→ WHAT THE EXERCISE ASKS
Starting with the line that contains "Query: ear with dark tip", copy out each line through the end of the entries below, exactly as written, and nothing else.

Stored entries

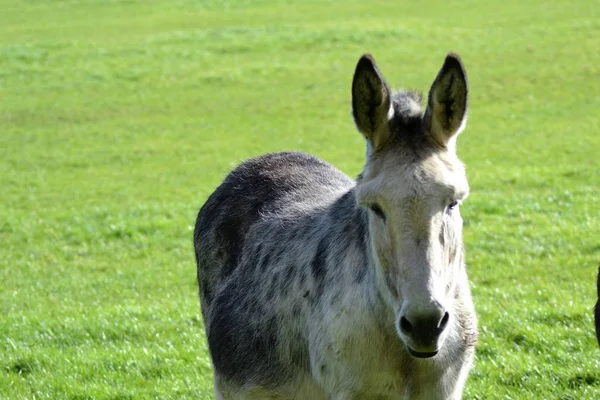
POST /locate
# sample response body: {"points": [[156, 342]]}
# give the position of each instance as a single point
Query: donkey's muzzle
{"points": [[422, 331]]}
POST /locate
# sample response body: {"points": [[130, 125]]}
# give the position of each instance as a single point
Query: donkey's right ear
{"points": [[370, 101]]}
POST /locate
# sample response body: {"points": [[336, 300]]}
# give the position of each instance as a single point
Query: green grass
{"points": [[118, 119]]}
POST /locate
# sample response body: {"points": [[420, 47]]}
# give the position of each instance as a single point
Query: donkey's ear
{"points": [[370, 101], [446, 113]]}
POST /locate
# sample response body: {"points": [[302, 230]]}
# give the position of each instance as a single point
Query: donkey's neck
{"points": [[351, 225]]}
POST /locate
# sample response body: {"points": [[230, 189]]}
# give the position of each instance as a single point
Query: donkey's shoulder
{"points": [[288, 171]]}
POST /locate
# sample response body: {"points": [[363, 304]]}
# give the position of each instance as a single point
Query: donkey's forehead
{"points": [[399, 173]]}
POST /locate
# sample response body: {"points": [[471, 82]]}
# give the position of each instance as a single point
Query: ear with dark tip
{"points": [[370, 102], [446, 113]]}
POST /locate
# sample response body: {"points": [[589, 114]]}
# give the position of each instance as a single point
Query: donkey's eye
{"points": [[377, 210], [452, 206]]}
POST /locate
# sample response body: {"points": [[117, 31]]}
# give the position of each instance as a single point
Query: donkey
{"points": [[316, 286]]}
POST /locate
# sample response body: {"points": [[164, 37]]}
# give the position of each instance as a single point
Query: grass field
{"points": [[118, 119]]}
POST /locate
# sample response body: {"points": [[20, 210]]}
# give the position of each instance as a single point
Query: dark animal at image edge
{"points": [[316, 286]]}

→ ANSWER BOX
Query: ear with dark tip
{"points": [[370, 102], [446, 113]]}
POST /locate
# sample response body: {"points": [[589, 114]]}
# give the position of each instance as a single point
Query: donkey's eye
{"points": [[377, 210], [452, 206]]}
POST /locate
# sample response body: {"points": [[117, 31]]}
# give the position of each instance as a single point
Query: donkey
{"points": [[316, 286]]}
POST /locate
# sample response body: {"points": [[164, 37]]}
# give the position of each instance as a single point
Query: grass field
{"points": [[118, 119]]}
POST /locate
# sample response body: {"points": [[20, 210]]}
# give the position of each instance as a single point
Query: dark animal at image edge
{"points": [[316, 286]]}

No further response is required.